Pointing listing

----------

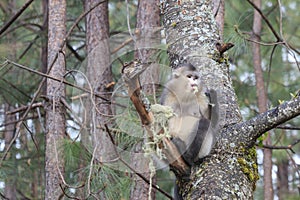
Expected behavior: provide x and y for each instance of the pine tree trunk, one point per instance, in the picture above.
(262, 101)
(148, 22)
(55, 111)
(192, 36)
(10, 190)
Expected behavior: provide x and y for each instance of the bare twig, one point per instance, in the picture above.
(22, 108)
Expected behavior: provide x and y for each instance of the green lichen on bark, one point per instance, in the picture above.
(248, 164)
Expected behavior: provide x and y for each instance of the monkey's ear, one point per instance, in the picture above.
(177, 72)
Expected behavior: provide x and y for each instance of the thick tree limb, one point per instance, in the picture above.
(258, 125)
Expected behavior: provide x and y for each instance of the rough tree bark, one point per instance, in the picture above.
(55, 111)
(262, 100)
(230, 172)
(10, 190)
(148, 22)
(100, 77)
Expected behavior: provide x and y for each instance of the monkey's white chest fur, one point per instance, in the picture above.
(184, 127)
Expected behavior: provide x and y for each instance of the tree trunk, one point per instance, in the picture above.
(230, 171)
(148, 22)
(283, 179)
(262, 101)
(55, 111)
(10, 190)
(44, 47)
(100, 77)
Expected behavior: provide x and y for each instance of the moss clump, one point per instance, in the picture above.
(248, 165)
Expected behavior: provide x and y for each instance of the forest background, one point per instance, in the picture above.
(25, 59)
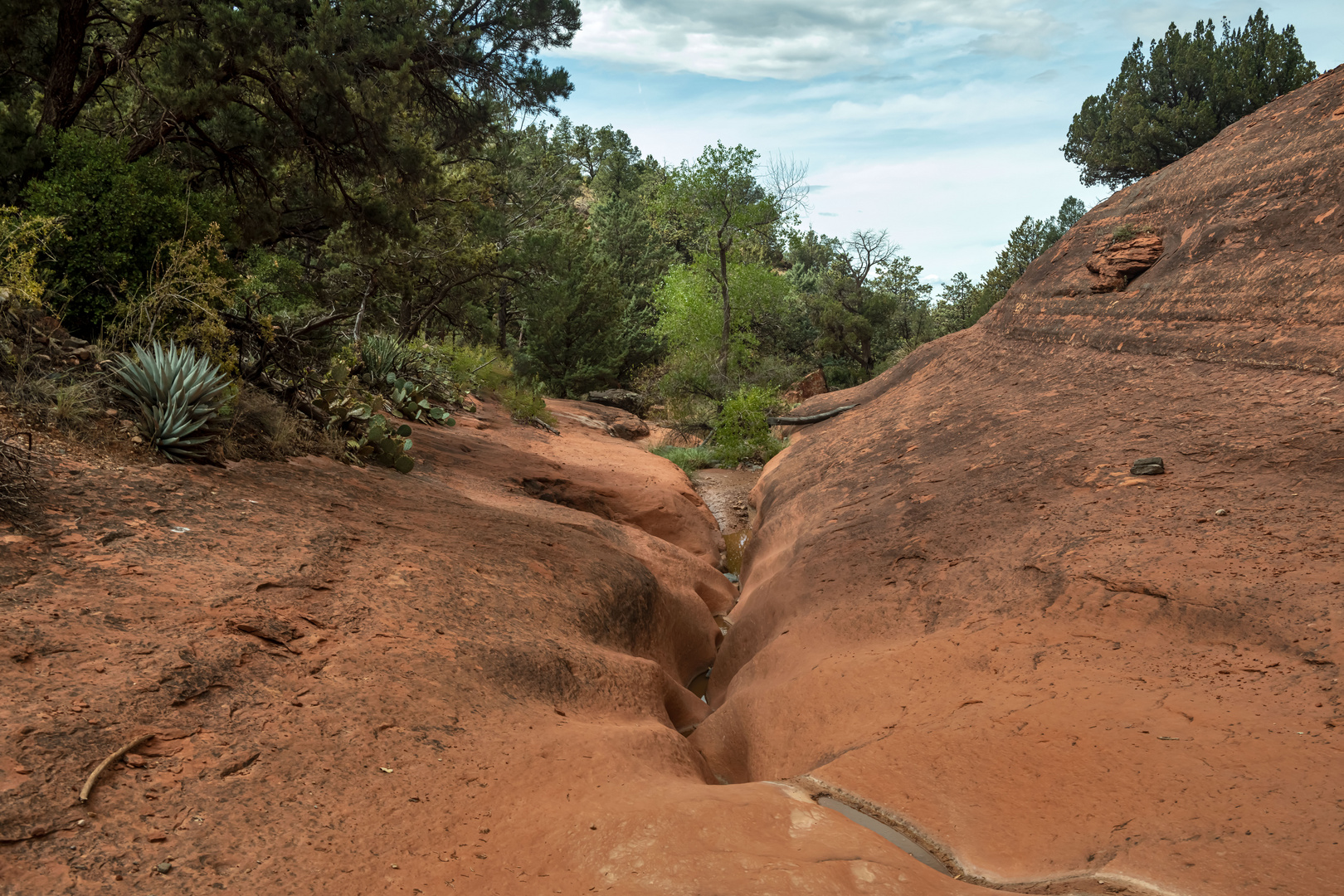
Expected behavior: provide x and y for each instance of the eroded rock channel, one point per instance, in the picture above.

----------

Copy out the part of the listing that starts with the line containing "of the bare" and runs through the end of the listing, keeping those lines identical and omitting the pictures.

Expected behavior: provide x and y for each instance of the bare twig, one point per instance, in the picture above.
(22, 108)
Expected behavior: provide x and y for each instance of the green lichen on bark, one point per instance, in the picture above.
(248, 164)
Expected behavior: provide x and y for each instance of the monkey's ear, one point per instance, in the picture above.
(177, 72)
Expected behavior: provide x and y for each instance of the thick tree limb, one point per instance, in the picture above.
(258, 125)
Expected behavior: provide x and y for each instance of the rough tree bark, one point per instance, in the picture above.
(55, 111)
(262, 100)
(230, 172)
(10, 190)
(148, 22)
(100, 77)
Expected behavior: provide x and y for each instance of the monkey's white chest fur, one point per instance, in the picture above.
(184, 127)
Expected behavior: provide x and y for each instance of the tree trunk, one point per instance, in the picture above.
(230, 171)
(148, 22)
(283, 179)
(262, 101)
(55, 111)
(10, 190)
(44, 47)
(100, 77)
Expected behavior: provide x and y for each instance of the moss clump, one point per instance, in the picture above.
(248, 165)
Expected behavior: provide x and y for each instance of the forest background, one point per instance, in the picture above.
(25, 59)
Expected behavior: provide x and y for each instance of the eroded rock channel, one point per instance, in the picture above.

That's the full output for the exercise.